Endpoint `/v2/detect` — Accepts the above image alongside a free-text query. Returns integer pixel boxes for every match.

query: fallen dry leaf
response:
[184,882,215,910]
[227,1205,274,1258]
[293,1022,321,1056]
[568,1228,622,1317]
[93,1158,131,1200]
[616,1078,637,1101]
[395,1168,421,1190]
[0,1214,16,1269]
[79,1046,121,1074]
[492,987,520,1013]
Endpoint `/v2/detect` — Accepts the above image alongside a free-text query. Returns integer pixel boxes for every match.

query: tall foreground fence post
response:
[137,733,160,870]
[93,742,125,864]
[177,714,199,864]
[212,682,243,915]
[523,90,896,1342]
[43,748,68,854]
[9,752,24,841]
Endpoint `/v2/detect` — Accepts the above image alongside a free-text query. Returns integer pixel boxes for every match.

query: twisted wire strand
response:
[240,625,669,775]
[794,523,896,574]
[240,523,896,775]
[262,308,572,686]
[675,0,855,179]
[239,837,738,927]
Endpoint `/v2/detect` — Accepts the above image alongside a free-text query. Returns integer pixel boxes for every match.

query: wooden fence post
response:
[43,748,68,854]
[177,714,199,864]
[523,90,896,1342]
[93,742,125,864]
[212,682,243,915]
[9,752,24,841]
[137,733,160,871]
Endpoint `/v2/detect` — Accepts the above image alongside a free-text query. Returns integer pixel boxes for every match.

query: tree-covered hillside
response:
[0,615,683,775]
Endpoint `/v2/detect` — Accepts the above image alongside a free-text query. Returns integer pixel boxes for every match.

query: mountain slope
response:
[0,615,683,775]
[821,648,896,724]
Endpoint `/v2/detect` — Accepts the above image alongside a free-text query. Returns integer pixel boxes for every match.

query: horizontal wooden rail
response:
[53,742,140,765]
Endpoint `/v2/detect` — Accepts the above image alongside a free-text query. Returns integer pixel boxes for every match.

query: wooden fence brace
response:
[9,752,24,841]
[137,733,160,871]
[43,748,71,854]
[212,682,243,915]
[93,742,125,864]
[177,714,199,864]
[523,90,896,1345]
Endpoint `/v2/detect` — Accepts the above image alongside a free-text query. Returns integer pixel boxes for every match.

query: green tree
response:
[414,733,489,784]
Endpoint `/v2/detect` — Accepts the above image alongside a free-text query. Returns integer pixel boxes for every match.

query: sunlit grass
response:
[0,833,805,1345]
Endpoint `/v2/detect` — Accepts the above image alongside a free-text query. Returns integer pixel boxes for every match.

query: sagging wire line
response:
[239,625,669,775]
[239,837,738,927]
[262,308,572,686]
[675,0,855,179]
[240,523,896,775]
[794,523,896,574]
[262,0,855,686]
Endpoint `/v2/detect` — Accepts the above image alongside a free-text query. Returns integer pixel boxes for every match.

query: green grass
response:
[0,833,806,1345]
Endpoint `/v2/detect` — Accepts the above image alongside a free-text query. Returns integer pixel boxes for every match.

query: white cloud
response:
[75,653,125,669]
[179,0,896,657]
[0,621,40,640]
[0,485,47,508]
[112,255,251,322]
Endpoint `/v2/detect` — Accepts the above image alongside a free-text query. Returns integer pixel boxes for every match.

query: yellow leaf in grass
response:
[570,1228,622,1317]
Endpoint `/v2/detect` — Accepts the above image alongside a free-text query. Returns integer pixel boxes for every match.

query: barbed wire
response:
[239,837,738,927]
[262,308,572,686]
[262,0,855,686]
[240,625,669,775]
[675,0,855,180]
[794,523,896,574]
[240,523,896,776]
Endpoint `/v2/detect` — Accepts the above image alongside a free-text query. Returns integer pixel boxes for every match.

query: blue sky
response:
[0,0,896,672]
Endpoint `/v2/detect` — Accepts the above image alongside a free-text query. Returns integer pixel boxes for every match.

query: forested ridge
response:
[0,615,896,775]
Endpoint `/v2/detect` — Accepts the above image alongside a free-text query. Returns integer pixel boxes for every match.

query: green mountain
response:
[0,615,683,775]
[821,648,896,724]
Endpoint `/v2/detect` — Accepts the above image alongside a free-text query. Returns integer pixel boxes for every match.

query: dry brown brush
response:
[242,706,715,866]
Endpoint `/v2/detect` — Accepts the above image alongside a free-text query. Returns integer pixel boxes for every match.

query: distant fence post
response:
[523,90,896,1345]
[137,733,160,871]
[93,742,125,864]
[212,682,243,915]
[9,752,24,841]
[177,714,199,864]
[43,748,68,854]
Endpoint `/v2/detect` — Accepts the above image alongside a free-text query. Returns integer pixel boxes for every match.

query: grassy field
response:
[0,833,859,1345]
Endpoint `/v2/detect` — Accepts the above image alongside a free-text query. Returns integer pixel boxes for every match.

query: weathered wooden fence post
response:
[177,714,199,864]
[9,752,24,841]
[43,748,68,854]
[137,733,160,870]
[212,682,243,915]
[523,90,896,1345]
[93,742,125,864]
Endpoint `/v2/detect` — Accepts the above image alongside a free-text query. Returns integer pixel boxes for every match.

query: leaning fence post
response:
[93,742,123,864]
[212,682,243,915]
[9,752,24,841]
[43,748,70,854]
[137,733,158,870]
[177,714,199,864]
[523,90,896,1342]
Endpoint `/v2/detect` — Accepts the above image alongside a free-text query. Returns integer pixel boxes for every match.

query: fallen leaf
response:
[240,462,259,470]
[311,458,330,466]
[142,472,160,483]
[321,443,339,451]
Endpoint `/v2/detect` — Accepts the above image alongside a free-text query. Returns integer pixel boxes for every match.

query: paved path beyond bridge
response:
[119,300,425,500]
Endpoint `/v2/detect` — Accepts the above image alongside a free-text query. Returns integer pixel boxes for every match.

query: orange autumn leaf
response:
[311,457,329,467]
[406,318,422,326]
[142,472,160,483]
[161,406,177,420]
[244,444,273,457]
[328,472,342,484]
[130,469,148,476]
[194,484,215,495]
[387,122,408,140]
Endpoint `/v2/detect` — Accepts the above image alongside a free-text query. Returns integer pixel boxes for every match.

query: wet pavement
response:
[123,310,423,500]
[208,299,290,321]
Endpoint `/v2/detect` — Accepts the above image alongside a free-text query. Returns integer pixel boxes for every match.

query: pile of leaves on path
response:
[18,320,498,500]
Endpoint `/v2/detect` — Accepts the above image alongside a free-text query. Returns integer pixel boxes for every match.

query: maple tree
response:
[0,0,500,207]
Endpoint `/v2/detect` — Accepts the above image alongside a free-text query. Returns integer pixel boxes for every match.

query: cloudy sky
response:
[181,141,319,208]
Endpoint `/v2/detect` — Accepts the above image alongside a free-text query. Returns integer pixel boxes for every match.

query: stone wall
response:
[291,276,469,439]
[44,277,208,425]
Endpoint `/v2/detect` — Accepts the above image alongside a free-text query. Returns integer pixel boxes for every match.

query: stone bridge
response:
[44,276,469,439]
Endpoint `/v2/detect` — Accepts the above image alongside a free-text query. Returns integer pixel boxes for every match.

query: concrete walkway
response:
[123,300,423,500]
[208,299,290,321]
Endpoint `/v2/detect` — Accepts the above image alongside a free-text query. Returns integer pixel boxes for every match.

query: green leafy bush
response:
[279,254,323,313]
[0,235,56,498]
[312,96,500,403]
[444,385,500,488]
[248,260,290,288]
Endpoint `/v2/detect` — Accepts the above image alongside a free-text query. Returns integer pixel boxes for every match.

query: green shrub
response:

= = = =

**Your task**
Please quote the records above exactly, without skipping a line.

**Task answer**
Endpoint `/v2/detect` — Accepts the above image alongside a free-text query. Returns integer pixel boxes for every match.

query: fallen dry leaf
response:
[184,882,215,910]
[227,1205,274,1258]
[293,1022,321,1056]
[568,1228,622,1317]
[93,1158,131,1200]
[616,1078,637,1101]
[395,1168,421,1190]
[0,1214,16,1269]
[79,1046,121,1074]
[492,987,520,1013]
Endpoint `/v2/detect` — Accepts the above image alongside a free-text query. Returns integer pixel boxes for every match.

query: tall foreground fence post
response:
[137,733,160,870]
[93,742,125,864]
[177,714,199,864]
[212,682,243,915]
[523,90,896,1342]
[43,748,68,854]
[9,752,24,841]
Endpoint `/v2/detect` — Accepts the above image alongside a free-text query. Returns integer pixel boxes for every match.

query: twisted wire strand
response:
[240,625,669,775]
[794,523,896,574]
[240,523,896,775]
[262,308,572,686]
[675,0,855,179]
[239,837,738,927]
Endpoint `/v2/detect` — Accepts the above image alongside a free-text query. Returns integer pixel boxes for every match.

query: wooden fence post
response:
[43,748,68,854]
[177,714,199,864]
[523,90,896,1342]
[93,742,125,864]
[212,682,243,915]
[9,752,24,841]
[137,733,160,871]
Endpoint `/v2/detect` — Accepts the above image alongside a free-text query. Returns integer pixel boxes for every match.

query: tree-covered hillside
response:
[0,615,683,775]
Endpoint `/v2/detect` — Accepts the above image alongside a free-text query. Returns integer pixel boxes for every match.

query: mountain slope
response:
[0,615,683,775]
[821,648,896,724]
Endpoint `/v2/detect` — Accepts the above image alongside a free-text query. Returns integer pixel boxes for every match.

query: horizontal wooden rail
response:
[53,742,140,765]
Endpoint `/v2/detect` — Accepts the above image alongside a free-text query. Returns integer pixel boxes for every match.

query: wooden fence brace
response:
[9,752,24,841]
[137,733,160,871]
[43,748,71,854]
[212,682,243,915]
[93,742,125,864]
[177,714,199,864]
[523,90,896,1345]
Endpoint `/v2/detect` — Accepts the above image alongside a free-text query. Returns integer pixel boxes for every match.

query: green tree
response:
[414,733,489,784]
Endpoint `/v2/detect` — Accepts the above image alongside a free-text query. Returns integer pixel boxes for every match.

query: sunlit grass
response:
[0,833,805,1345]
Endpoint `/v2/detect` — Accepts the above image alongside a free-text query. Returns integer pixel boxes for every match.

query: sagging wire line
response:
[239,625,669,775]
[239,837,738,927]
[262,308,572,686]
[675,0,855,179]
[240,523,896,775]
[794,523,896,574]
[262,0,855,686]
Endpoint `/v2/detect` — Accepts the above image alongside a free-text query. Returns integer pixel boxes for every match.

query: green grass
response:
[0,833,806,1345]
Endpoint `/v2/detect` — Accepts the above image alongside a free-text query. Returns integer pixel boxes for every match.

query: white cloud
response:
[75,653,125,669]
[179,0,896,657]
[0,621,40,640]
[0,485,47,508]
[112,255,251,322]
Endpoint `/v2/detect` — Accepts the above image alongside a free-text query. Returns integer pixel boxes for every match.

query: yellow leaf in grass
response:
[570,1228,622,1317]
Endpoint `/v2/detect` — Accepts the above image alongside a free-text query. Returns integer pixel boxes for every match.

query: barbed wire
response:
[239,837,738,927]
[262,308,572,686]
[262,0,855,686]
[240,625,669,775]
[675,0,855,180]
[794,523,896,574]
[240,523,896,776]
Endpoint `/v2/detect` — Accepts the above image alongside a free-text query. Returns integer pixel boxes for every match.

query: blue sky
response:
[0,0,896,672]
Endpoint `/v2/detect` — Accepts the above image alongside a free-text query. Returns integer pixel boxes for every match.

query: forested ridge
response:
[0,615,896,775]
Endpoint `/v2/detect` — Accepts the above image alongside a free-text query. Returns integer pixel boxes for every match.

query: green mountain
response:
[0,615,683,775]
[821,648,896,724]
Endpoint `/v2/detect` — Accepts the above image alongside a free-text query. Returns integer pixel boxes for every match.

query: dry brown brush
response:
[242,706,715,866]
Endpoint `/v2/detect` — Accepts the above image alongside a free-text query. Returns integer pixel boxes for every match.

query: distant fence post
response:
[523,90,896,1345]
[137,733,160,871]
[93,742,125,864]
[212,682,243,915]
[9,752,24,841]
[177,714,199,864]
[43,748,68,854]
Endpoint `/v2/detect` — Accepts the above image alongside a free-text query. Returns integer pixel boxes for every match.

query: grassy field
response:
[0,833,859,1345]
Endpoint `/v2/detect` — Accepts the above image alongside a free-text query. Returns integer pixel boxes for every match.

query: weathered wooden fence post
response:
[177,714,199,864]
[9,752,24,841]
[43,748,68,854]
[137,733,160,870]
[212,682,243,915]
[523,90,896,1345]
[93,742,125,864]
Endpoint `/v2/detect` — Accepts the above image alongside a free-text query. Returns integer pixel boxes for every match.

query: leaning fence post
response:
[93,742,123,864]
[212,682,243,915]
[9,752,24,841]
[43,748,70,854]
[137,733,158,870]
[177,714,199,864]
[523,90,896,1342]
Endpoint `/v2/detect` — Accepts the above image alongside a free-text query. Returns integer pixel boxes for every match.

query: fallen leaf
response:
[240,462,259,470]
[311,458,330,466]
[142,472,160,483]
[321,443,339,451]
Endpoint `/v2/detect` — Accepts the above image alongside a free-text query. Returns integer pixel boxes for every match.

query: paved path beyond bridge
response:
[119,300,425,500]
Endpoint `/v2/detect` — Accepts the above image alongside a free-text query. Returns integer pixel boxes for every match.

query: orange autumn leaf
response:
[311,457,329,467]
[406,318,422,326]
[142,472,160,483]
[161,406,177,420]
[244,444,273,457]
[328,472,342,484]
[130,469,148,476]
[194,484,215,495]
[387,122,408,140]
Endpoint `/v2/detect` — Accepts the above image alongside a free-text query. Returns integer pixel boxes for every match.

query: wet pavement
response:
[123,310,423,500]
[208,299,290,321]
Endpoint `/v2/detect` — Accepts the above image alongside a free-text query. Returns integer pixel boxes for every match.

query: pile of leaves on path
response:
[18,320,498,500]
Endpoint `/v2/detect` — Accepts the above image alongside a free-text query. Returns integer pixel boxes for every match.

query: maple tree
response:
[0,0,500,207]
Endpoint `/v2/detect` — Accepts the above image alongside a free-text query. Returns integer pixel boxes for every match.

query: cloudy sky
response:
[181,141,319,208]
Endpoint `/v2/detect` — Accepts the above image alongside a free-text query. Returns integer pixel boxes for every match.

query: stone wall
response:
[291,276,469,439]
[44,277,208,425]
Endpoint `/v2/detect` — Accepts the above image alongside a free-text query. Returns integer pixel boxes for every match.

query: stone bridge
response:
[44,276,469,439]
Endpoint `/v2/detect` — Accepts the above image alongside a free-text query. Returns integer pixel boxes for every match.

query: concrete walkway
response:
[123,300,423,500]
[208,299,290,321]
Endpoint `/v2/detect` — Accepts the above image alongside a free-text query. Returns integer pixel boxes for every match.

query: green leafy bush
response:
[279,254,323,313]
[0,235,56,498]
[312,96,500,403]
[444,385,500,488]
[248,260,290,288]
Endpoint `/v2/detect` — Accepts the above image alongside a free-text query. Returns integer pixel boxes for every match.

query: green shrub
response:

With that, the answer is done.